> _Requirement A_
List every capitalized term in the fund fees disclosure that names a party or an agreement. Leave out the section header.
> _Requirement B_
According to the fund fees disclosure, how does the Adviser adjust its budgeted costs when an Advisory Fee Level Agreement is terminated?
> _Requirement C_
Resume the fund fees disclosure from its final line, starting with the third item in its list of costs and expenses.

If an Advisory Fee Level Agreement is terminated, then the Adviser will adjust its
budgeted costs in respect to the quarter that the termination takes place on a time
apportioned basis.
Additional Fees and Expenses
The Funds also pay to the General Partner a management fee and carried interest
in accordance with the applicable Partnership Agreement. In addition to the management
fee and carried interest, if applicable, the Funds bear (to the extent not reimbursed by a
portfolio company or other third-party) certain costs and expenses incurred by the
Adviser and/or its affiliates in connection with the operation and activities of the Funds
including but not limited to: (i) certain fundraising costs (that are typically limited by a
cap amount defined in the applicable Partnership Agreement of each Fund); (ii) fees for
professional services, including fees for legal, tax and other consultancy services; (iii)

> _Records provided_
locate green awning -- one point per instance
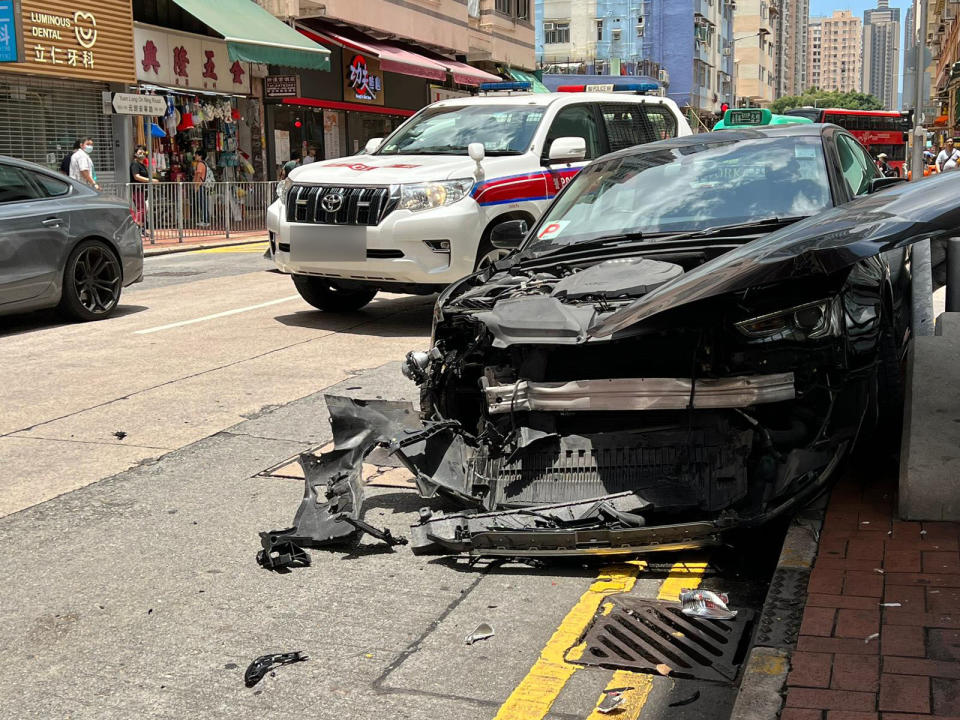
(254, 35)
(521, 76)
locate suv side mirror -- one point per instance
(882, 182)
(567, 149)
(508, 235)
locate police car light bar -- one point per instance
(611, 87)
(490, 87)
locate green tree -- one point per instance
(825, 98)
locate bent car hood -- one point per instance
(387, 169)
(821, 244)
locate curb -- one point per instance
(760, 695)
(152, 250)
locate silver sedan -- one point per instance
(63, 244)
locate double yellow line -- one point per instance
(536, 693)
==
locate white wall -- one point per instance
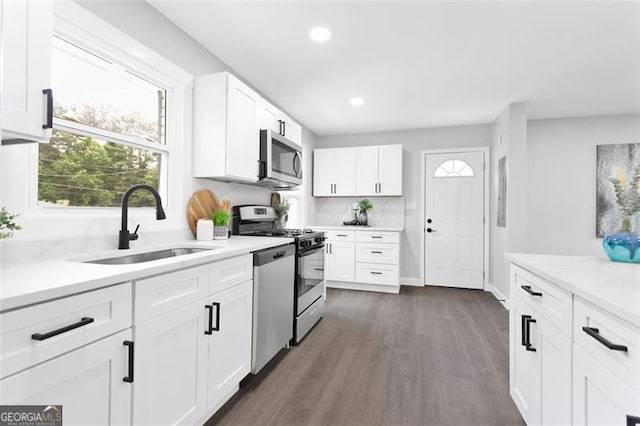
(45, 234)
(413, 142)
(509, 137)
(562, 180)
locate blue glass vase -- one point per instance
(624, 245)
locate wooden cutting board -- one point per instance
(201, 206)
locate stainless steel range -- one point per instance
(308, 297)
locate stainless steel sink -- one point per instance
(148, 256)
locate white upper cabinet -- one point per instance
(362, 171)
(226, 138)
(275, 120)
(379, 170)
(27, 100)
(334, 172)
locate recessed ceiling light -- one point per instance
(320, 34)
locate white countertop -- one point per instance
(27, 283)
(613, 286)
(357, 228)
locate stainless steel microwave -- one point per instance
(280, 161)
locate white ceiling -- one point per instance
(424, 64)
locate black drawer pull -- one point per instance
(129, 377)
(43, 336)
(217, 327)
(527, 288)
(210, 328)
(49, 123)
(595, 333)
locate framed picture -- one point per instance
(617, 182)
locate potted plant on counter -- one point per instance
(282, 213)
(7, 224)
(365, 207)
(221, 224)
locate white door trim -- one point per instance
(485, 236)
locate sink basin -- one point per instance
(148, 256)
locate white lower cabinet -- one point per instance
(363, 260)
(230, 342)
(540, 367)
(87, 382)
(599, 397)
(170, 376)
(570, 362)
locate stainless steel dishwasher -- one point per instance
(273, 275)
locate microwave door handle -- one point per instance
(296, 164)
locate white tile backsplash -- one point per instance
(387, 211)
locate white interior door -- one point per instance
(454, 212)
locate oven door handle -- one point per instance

> _Exercise answer A_
Advisory Fee Level Agreement, Adviser, Funds, General Partner, Partnership Agreement

> _Exercise answer B_
It adjusts them on a time-apportioned basis for the quarter in which the termination takes place.

> _Exercise answer C_
banking costs, including arrangement fees, commitment fees and transactions costs and
typically related to a bridge facility established for the Funds; (iv) investment relations
and public relations expenses directly related to the relevant Fund; (v) other
administrative costs, including, costs relating to fund valuation and related audit work,
costs for fund administration, depositary costs, tax expenses, costs for production of Fund
reports, and compliance costs; and (vi) aborted deal costs, including costs for legal,
commercial/strategy, financial and tax advisors, bank charges and deal-related costs of
industrial advisors. The Managers and General Partners of the Funds allocate expenses
among parties in the manner prescribed by the applicable Partnership Agreements for
such Funds, and in cases where costs and expenses are properly allocated between or
among multiple parties, the allocation would be done in a manner that the Managers and
General Partners consider to be fair and equitable, taking into consideration applicable
Partnership Agreement provisions.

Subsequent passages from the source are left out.